- **Extract to read**
--- BEGIN ---
WRITERS TELL ALL
Meredith Davidson & Matthew Turbeville: Ruth, I am so excited to talk about your novel. I was hooked from the initial description, and I couldn’t stop reading and rereading as I went on. I find folklore, family legends, the histories we carry from our ancestors so intriguing. Why do you think these things are so important to people, and can you point to whether living with a legacy on our names, or superstition, or lore effects life for the better or worse?
Ruth Gilligan: Wow, talk about a big question to start us off! But a good one, definitely. And thank you so much for reading (and rereading) the book, I’m thrilled you enjoyed it. Needless to say, I also find these layers of belief completely intriguing. There’s this thing we call Religion with a capital ‘R’, then there is the slightly less official or formal realm of folklore slash superstition (although I have all sorts of thoughts about who gets to decide the cut-off point between these two) and then, as you mention, there are the family stories and traditions that get passed down from one generation to the next. I think in many ways, all these layers can offer roughly the same kinds of rewards and restrictions – whether it’s comfort and continuity, a sense of higher purpose, or whether it’s a stifling or prescriptive presence, as if your life choices are being dictated in all sorts of damaging ways. I have definitely experienced all those facets of faith at some point in my life.
MD/MT: What first interested you in family traditions, lore, history, and legends? What about different regions of countries or parts of the world change the way we view these different aspects of life and the past?
--- END ---
- **Material provided**
--- BEGIN ---
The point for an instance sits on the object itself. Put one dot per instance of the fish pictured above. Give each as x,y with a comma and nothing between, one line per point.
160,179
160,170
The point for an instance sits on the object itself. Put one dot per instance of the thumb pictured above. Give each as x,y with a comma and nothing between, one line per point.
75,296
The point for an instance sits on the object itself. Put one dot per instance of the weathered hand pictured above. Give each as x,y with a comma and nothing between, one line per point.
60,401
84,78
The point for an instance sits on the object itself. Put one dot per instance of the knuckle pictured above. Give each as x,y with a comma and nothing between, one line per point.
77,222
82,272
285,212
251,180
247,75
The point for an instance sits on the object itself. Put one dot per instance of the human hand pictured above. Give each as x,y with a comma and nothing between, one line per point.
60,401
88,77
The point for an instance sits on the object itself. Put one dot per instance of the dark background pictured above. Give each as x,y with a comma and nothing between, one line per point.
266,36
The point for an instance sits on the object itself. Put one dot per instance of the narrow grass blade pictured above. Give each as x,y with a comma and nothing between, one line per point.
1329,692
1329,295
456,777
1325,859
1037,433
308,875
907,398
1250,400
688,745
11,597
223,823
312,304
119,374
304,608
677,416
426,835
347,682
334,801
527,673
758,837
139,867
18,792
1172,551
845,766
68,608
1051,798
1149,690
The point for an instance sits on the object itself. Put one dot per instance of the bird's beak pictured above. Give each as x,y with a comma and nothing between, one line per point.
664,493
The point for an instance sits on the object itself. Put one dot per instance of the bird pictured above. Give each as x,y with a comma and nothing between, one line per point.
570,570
--- END ---
- **Your objective**
Can you write out the part of the Ruth Gilligan interview above between "WRITERS TELL ALL" and "better or worse?", inclusive, word for word?

- **Exercise response**
WRITERS TELL ALL
Meredith Davidson & Matthew Turbeville: Ruth, I am so excited to talk about your novel. I was hooked from the initial description, and I couldn’t stop reading and rereading as I went on. I find folklore, family legends, the histories we carry from our ancestors so intriguing. Why do you think these things are so important to people, and can you point to whether living with a legacy on our names, or superstition, or lore effects life for the better or worse?